객체 탐지 데이터:

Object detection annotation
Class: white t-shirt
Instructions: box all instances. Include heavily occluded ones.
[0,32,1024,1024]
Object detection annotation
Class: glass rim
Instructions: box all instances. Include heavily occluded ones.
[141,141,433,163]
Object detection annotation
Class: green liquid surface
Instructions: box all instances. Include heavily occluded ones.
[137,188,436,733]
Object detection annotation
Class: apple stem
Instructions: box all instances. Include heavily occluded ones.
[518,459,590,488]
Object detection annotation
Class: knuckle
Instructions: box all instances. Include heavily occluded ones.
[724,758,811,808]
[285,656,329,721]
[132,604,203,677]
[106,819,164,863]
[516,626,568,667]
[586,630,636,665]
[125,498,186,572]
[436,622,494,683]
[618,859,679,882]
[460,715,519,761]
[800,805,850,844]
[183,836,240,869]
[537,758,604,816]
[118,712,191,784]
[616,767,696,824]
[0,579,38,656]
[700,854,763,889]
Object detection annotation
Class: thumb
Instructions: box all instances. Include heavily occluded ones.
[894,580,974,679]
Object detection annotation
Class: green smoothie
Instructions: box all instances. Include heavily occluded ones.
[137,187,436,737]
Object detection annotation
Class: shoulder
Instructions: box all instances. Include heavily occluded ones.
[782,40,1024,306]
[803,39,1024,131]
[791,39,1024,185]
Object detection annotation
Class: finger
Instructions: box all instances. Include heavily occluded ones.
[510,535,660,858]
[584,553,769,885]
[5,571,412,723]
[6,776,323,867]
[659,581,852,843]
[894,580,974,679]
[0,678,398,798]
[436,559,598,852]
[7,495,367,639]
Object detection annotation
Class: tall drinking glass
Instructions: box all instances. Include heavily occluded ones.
...
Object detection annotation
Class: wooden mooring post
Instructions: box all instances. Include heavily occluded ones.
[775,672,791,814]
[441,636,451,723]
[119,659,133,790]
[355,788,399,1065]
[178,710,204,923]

*과제 내용*
위 데이터에서 문자열 "glass"가 들어 있는 줄을 모두 골라 옮겨 적으세요. 대소문자는 구분합니다.

*아래 답변*
Class: glass rim
Class: tall drinking glass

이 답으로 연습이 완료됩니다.